_What to work on_: Transcribe all of the records word for word, but omit the pictures.

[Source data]
************

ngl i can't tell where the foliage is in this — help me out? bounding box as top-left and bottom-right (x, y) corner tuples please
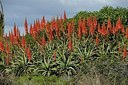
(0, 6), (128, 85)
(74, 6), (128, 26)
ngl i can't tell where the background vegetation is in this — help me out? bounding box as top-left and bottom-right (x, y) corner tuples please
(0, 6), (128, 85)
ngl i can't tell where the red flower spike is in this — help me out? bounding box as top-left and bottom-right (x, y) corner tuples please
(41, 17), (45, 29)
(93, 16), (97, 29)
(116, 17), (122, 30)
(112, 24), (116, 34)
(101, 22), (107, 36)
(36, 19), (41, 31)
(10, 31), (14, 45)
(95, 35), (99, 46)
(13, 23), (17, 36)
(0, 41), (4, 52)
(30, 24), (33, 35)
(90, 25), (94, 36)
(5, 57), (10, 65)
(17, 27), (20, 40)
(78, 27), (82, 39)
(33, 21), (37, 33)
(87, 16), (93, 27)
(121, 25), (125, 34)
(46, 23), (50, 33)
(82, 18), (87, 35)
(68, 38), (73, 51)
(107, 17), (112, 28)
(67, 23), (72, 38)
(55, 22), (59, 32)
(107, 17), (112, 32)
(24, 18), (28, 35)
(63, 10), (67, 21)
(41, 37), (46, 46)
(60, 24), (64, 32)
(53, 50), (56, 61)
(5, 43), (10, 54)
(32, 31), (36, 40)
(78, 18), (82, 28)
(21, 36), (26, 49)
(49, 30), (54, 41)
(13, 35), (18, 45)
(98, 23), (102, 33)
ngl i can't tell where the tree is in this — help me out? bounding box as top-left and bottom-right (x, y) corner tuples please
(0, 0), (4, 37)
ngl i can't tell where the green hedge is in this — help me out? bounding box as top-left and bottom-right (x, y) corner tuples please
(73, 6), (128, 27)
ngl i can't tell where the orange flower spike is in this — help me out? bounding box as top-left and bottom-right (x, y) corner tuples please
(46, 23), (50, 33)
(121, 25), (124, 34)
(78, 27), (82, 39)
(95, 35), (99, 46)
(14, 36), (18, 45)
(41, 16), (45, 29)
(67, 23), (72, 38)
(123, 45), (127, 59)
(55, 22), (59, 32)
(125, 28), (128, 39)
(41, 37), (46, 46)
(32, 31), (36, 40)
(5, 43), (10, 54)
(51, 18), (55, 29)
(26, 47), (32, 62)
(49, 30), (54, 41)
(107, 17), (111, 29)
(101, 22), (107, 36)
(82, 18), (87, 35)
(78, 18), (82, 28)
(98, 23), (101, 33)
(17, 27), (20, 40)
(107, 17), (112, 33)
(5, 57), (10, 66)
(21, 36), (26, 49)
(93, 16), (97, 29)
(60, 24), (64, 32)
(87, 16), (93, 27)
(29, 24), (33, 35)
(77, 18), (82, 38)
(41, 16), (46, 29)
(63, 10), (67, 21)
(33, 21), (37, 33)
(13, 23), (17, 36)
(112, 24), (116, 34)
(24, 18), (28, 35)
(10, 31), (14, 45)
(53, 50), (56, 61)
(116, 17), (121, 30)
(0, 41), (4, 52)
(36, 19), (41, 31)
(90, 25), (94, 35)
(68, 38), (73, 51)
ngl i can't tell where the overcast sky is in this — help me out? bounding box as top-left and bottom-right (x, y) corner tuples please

************

_Reply to the exercise_:
ngl i can't tell where the foliage is in this — help me out? bounding box as top-left and bottom-right (x, y) corner tuples please
(0, 6), (128, 85)
(74, 6), (128, 26)
ngl i can't tell where the background vegetation is in this — help me out? bounding box as top-left and bottom-right (x, y) corner tuples please
(0, 6), (128, 85)
ngl i can't tell where the red flower spike is in this — help me out? bounding box as top-left and bottom-right (x, y) corner tuples please
(41, 17), (45, 29)
(93, 16), (97, 29)
(116, 17), (122, 30)
(112, 24), (116, 34)
(101, 22), (107, 36)
(36, 19), (41, 31)
(10, 31), (14, 45)
(95, 35), (99, 46)
(13, 23), (17, 36)
(0, 41), (4, 52)
(30, 24), (33, 35)
(90, 25), (94, 36)
(5, 57), (10, 65)
(17, 27), (20, 40)
(78, 27), (82, 39)
(33, 21), (37, 33)
(87, 16), (93, 27)
(121, 25), (125, 34)
(46, 23), (50, 33)
(82, 18), (87, 35)
(68, 38), (73, 51)
(107, 17), (112, 28)
(67, 23), (72, 38)
(55, 22), (59, 32)
(107, 17), (112, 32)
(24, 18), (28, 35)
(63, 10), (67, 21)
(41, 37), (46, 46)
(60, 24), (64, 32)
(53, 50), (56, 61)
(5, 43), (10, 54)
(32, 31), (36, 40)
(78, 18), (82, 28)
(21, 36), (26, 49)
(49, 30), (54, 41)
(13, 35), (18, 45)
(98, 23), (102, 33)
ngl i can't tell where the tree is in this — help me out? bounding box as top-left and bottom-right (x, y) corner tuples please
(0, 0), (4, 37)
ngl i can't tell where the green hedge is in this — help me out? bounding box as top-left and bottom-right (x, y) corner tuples please
(73, 6), (128, 27)
ngl i can't tell where the orange flower spike is in this — help me out? bounding box as top-left and bottom-right (x, y) corner tuples please
(46, 23), (50, 33)
(121, 25), (124, 34)
(78, 27), (82, 39)
(95, 35), (99, 46)
(14, 36), (18, 45)
(41, 16), (45, 29)
(67, 23), (72, 38)
(123, 45), (127, 59)
(55, 22), (59, 32)
(125, 28), (128, 39)
(41, 37), (46, 46)
(32, 31), (36, 40)
(5, 43), (10, 54)
(51, 18), (55, 29)
(26, 47), (32, 62)
(49, 30), (54, 41)
(107, 17), (111, 29)
(101, 22), (107, 36)
(82, 18), (87, 35)
(78, 18), (82, 28)
(98, 23), (101, 33)
(17, 27), (20, 40)
(107, 17), (112, 33)
(5, 57), (10, 66)
(21, 36), (26, 49)
(93, 16), (97, 29)
(60, 24), (64, 32)
(87, 16), (93, 27)
(29, 24), (33, 35)
(77, 18), (82, 38)
(41, 16), (46, 29)
(63, 10), (67, 21)
(33, 21), (37, 33)
(13, 23), (17, 36)
(112, 24), (116, 34)
(24, 18), (28, 35)
(10, 31), (14, 45)
(53, 50), (56, 61)
(116, 17), (121, 30)
(0, 41), (4, 52)
(36, 19), (41, 31)
(90, 25), (94, 35)
(68, 38), (73, 51)
ngl i can't tell where the overcast sky is in this — help me out? bounding box as top-left and bottom-right (x, y) corner tuples please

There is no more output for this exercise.